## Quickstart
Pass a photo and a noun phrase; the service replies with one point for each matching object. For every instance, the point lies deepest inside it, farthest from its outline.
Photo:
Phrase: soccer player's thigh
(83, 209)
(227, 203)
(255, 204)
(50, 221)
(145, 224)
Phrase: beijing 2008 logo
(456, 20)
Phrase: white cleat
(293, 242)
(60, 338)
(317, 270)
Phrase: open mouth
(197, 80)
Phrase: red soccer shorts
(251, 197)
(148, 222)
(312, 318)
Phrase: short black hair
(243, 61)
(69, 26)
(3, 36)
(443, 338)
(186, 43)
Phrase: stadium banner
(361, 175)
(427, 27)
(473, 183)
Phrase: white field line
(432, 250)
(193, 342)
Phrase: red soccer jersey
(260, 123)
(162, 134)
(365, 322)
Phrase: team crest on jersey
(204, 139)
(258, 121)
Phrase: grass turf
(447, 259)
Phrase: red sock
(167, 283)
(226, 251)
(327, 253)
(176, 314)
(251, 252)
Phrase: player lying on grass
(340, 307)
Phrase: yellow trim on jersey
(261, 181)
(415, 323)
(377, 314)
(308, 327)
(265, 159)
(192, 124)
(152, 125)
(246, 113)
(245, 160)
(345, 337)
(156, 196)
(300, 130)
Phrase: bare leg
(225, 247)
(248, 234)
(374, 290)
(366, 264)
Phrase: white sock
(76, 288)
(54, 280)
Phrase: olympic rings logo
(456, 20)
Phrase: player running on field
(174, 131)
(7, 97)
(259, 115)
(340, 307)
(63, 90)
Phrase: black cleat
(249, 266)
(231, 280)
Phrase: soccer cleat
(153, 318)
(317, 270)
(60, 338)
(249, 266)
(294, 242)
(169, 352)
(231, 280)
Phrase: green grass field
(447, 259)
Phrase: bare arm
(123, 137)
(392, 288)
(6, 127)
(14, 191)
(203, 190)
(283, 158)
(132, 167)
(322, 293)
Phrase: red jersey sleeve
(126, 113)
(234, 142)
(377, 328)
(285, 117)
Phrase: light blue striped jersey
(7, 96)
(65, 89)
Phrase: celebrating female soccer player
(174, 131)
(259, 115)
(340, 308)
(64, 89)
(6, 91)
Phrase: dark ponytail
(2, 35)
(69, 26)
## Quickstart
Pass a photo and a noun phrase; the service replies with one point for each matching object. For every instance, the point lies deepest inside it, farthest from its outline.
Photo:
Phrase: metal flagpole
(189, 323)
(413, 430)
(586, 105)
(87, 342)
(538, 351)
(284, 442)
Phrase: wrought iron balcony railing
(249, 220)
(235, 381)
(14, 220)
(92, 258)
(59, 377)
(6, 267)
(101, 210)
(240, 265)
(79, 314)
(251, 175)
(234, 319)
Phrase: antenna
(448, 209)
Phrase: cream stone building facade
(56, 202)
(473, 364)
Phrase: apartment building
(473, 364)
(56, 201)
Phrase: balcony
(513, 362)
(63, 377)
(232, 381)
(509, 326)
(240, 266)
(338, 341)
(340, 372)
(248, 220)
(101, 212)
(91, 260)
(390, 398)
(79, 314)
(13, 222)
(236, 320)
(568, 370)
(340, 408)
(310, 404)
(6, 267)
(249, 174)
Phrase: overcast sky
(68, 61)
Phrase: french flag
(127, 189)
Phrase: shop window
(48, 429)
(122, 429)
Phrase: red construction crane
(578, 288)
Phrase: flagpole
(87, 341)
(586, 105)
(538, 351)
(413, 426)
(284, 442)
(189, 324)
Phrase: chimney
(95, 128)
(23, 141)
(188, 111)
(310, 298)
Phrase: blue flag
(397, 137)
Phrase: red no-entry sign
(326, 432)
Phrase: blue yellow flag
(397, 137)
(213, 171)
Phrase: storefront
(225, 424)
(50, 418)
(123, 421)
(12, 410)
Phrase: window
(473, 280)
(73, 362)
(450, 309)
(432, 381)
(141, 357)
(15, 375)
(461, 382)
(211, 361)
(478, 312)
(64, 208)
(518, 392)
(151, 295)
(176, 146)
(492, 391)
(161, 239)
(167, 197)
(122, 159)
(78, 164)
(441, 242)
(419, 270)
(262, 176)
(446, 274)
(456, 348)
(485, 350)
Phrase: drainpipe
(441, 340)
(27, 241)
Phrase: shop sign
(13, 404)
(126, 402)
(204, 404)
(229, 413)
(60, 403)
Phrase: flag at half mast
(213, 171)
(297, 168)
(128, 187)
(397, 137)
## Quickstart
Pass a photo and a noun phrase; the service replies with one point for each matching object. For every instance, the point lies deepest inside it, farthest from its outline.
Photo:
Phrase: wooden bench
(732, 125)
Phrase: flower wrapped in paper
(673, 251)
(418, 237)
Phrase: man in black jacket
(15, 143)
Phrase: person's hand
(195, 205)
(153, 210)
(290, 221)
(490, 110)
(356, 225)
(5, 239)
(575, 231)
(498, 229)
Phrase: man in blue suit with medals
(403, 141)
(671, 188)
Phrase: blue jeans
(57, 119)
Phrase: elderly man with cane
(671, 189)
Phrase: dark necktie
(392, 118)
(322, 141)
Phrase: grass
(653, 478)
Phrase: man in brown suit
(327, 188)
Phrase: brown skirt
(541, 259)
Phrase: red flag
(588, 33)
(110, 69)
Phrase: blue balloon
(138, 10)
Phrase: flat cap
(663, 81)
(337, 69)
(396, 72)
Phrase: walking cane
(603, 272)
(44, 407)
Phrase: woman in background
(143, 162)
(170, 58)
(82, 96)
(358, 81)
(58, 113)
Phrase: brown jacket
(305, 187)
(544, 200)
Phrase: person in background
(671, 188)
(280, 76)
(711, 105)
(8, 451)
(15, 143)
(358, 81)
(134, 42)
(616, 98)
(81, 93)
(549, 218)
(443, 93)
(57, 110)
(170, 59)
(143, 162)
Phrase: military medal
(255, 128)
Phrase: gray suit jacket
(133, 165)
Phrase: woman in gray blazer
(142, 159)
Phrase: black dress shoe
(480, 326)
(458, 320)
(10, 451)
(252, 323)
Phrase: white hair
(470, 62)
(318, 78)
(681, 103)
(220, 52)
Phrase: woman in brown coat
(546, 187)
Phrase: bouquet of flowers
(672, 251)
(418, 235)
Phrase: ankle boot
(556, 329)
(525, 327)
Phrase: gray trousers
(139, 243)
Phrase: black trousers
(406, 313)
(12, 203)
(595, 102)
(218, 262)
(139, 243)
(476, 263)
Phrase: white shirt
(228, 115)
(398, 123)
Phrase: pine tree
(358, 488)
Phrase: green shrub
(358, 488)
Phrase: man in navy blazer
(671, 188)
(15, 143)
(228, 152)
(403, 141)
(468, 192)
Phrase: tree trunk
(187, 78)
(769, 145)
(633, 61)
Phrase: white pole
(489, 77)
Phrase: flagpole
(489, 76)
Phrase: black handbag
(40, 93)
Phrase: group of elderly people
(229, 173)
==*==
■ Exercise instructions: Write out every record, exactly as written.

■ Answer for this exercise:
## Quickstart
Pass a photo and a noun phrase; the service replies with one point for each matching object. For every instance, the point lies deepest inside it, farthest from its outline.
Photo:
Phrase: soccer player's thigh
(83, 209)
(227, 203)
(255, 204)
(50, 221)
(145, 224)
Phrase: beijing 2008 logo
(456, 20)
Phrase: white cleat
(293, 242)
(60, 338)
(317, 270)
Phrase: open mouth
(197, 80)
Phrase: red soccer shorts
(251, 197)
(148, 222)
(312, 318)
Phrase: short black hair
(243, 61)
(69, 26)
(3, 36)
(443, 338)
(186, 43)
Phrase: stadium banner
(361, 175)
(427, 27)
(473, 183)
Phrase: white field line
(432, 250)
(193, 342)
Phrase: red soccer jersey
(260, 123)
(162, 134)
(365, 322)
Phrase: team crest on jersey
(204, 139)
(258, 121)
Phrase: grass turf
(447, 259)
Phrase: red sock
(167, 283)
(226, 251)
(327, 253)
(176, 314)
(251, 252)
Phrase: player lying on grass
(340, 307)
Phrase: yellow trim on jersey
(261, 181)
(415, 323)
(377, 314)
(308, 327)
(265, 159)
(192, 124)
(152, 125)
(246, 113)
(245, 160)
(345, 337)
(156, 196)
(300, 130)
Phrase: bare leg
(225, 247)
(248, 234)
(374, 290)
(366, 264)
Phrase: white sock
(76, 288)
(54, 280)
Phrase: olympic rings logo
(456, 20)
Phrase: player running on field
(174, 131)
(7, 97)
(259, 115)
(340, 307)
(63, 90)
Phrase: black cleat
(249, 266)
(231, 280)
Phrase: soccer cleat
(153, 318)
(317, 270)
(60, 338)
(249, 266)
(294, 242)
(169, 352)
(231, 280)
Phrase: green grass field
(447, 259)
Phrase: bare arm
(123, 137)
(392, 288)
(6, 127)
(14, 191)
(203, 190)
(283, 158)
(132, 167)
(322, 293)
Phrase: red jersey sleeve
(126, 113)
(234, 142)
(377, 328)
(285, 117)
Phrase: light blue striped jersey
(7, 96)
(65, 89)
Phrase: celebrating female soccer player
(174, 131)
(259, 115)
(340, 308)
(64, 89)
(6, 91)
Phrase: dark ponytail
(2, 35)
(69, 26)
## Quickstart
Pass a photo and a noun phrase; the service replies with one point for each matching object. For every instance, the point lies deepest inside it, farthest from its outline.
Photo:
Phrase: metal flagpole
(189, 323)
(413, 430)
(586, 105)
(87, 342)
(538, 351)
(284, 442)
Phrase: wrought iron balcony railing
(249, 220)
(235, 381)
(14, 220)
(92, 258)
(59, 377)
(6, 267)
(101, 210)
(240, 265)
(79, 314)
(251, 175)
(234, 319)
Phrase: antenna
(448, 209)
Phrase: cream stone building facade
(56, 202)
(473, 364)
Phrase: apartment building
(473, 364)
(56, 201)
Phrase: balcony
(513, 362)
(63, 377)
(232, 381)
(509, 326)
(240, 266)
(338, 341)
(340, 372)
(248, 220)
(101, 212)
(91, 260)
(390, 398)
(79, 314)
(13, 222)
(236, 320)
(568, 370)
(340, 408)
(310, 404)
(6, 267)
(249, 174)
Phrase: overcast sky
(68, 61)
Phrase: french flag
(127, 189)
Phrase: shop window
(48, 429)
(122, 429)
Phrase: red construction crane
(578, 288)
Phrase: flagpole
(87, 341)
(586, 105)
(538, 351)
(413, 426)
(284, 442)
(189, 324)
Phrase: chimney
(95, 128)
(23, 141)
(188, 111)
(310, 298)
Phrase: blue flag
(397, 137)
Phrase: red no-entry sign
(326, 432)
Phrase: blue yellow flag
(397, 137)
(213, 171)
Phrase: storefront
(225, 424)
(50, 418)
(123, 421)
(12, 410)
Phrase: window
(473, 280)
(73, 362)
(450, 309)
(432, 381)
(141, 357)
(15, 375)
(461, 382)
(211, 361)
(478, 312)
(64, 208)
(518, 392)
(151, 295)
(176, 146)
(492, 391)
(161, 239)
(167, 197)
(122, 159)
(78, 164)
(441, 242)
(419, 270)
(262, 176)
(446, 274)
(456, 348)
(485, 350)
Phrase: drainpipe
(441, 340)
(27, 241)
Phrase: shop sign
(13, 404)
(126, 402)
(204, 404)
(229, 413)
(60, 403)
Phrase: flag at half mast
(213, 171)
(297, 168)
(128, 187)
(397, 137)
## Quickstart
Pass a photo and a noun phrase; the service replies with one point for each matching object. For every instance, the point lies deepest inside it, farthest from its outline.
Photo:
Phrase: wooden bench
(732, 125)
Phrase: flower wrapped in paper
(673, 251)
(418, 237)
Phrase: man in black jacket
(15, 143)
Phrase: person's hand
(195, 205)
(153, 210)
(290, 221)
(490, 110)
(356, 225)
(5, 239)
(575, 231)
(498, 229)
Phrase: man in blue suit with medals
(403, 141)
(671, 188)
Phrase: blue jeans
(57, 119)
Phrase: elderly man with cane
(671, 189)
Phrase: dark necktie
(392, 118)
(322, 141)
Phrase: grass
(653, 478)
Phrase: man in brown suit
(327, 188)
Phrase: brown skirt
(541, 259)
Phrase: red flag
(588, 33)
(110, 69)
Phrase: blue balloon
(138, 10)
Phrase: flat cap
(663, 81)
(337, 69)
(396, 72)
Phrase: walking cane
(603, 272)
(44, 407)
Phrase: woman in background
(143, 162)
(170, 58)
(82, 96)
(358, 81)
(58, 113)
Phrase: brown jacket
(305, 187)
(544, 200)
Phrase: person in background
(671, 188)
(280, 76)
(711, 105)
(8, 451)
(15, 143)
(358, 81)
(134, 42)
(616, 98)
(81, 93)
(549, 218)
(443, 93)
(57, 110)
(170, 59)
(143, 162)
Phrase: military medal
(255, 128)
Phrase: gray suit jacket
(133, 165)
Phrase: woman in gray blazer
(142, 159)
Phrase: black dress shoe
(480, 326)
(458, 320)
(10, 451)
(252, 323)
Phrase: white hair
(470, 62)
(318, 78)
(681, 103)
(220, 52)
Phrase: woman in brown coat
(546, 187)
Phrase: bouquet of flowers
(672, 251)
(418, 235)
Phrase: ankle boot
(556, 329)
(525, 327)
Phrase: gray trousers
(139, 243)
Phrase: black trousers
(406, 313)
(12, 203)
(595, 102)
(218, 262)
(139, 243)
(476, 263)
Phrase: white shirt
(228, 115)
(398, 123)
Phrase: pine tree
(358, 488)
Phrase: green shrub
(358, 488)
Phrase: man in navy blazer
(671, 188)
(15, 143)
(228, 152)
(403, 141)
(468, 192)
Phrase: tree trunk
(187, 78)
(769, 145)
(633, 61)
Phrase: white pole
(489, 77)
Phrase: flagpole
(489, 76)
Phrase: black handbag
(40, 93)
Phrase: group of elderly people
(229, 173)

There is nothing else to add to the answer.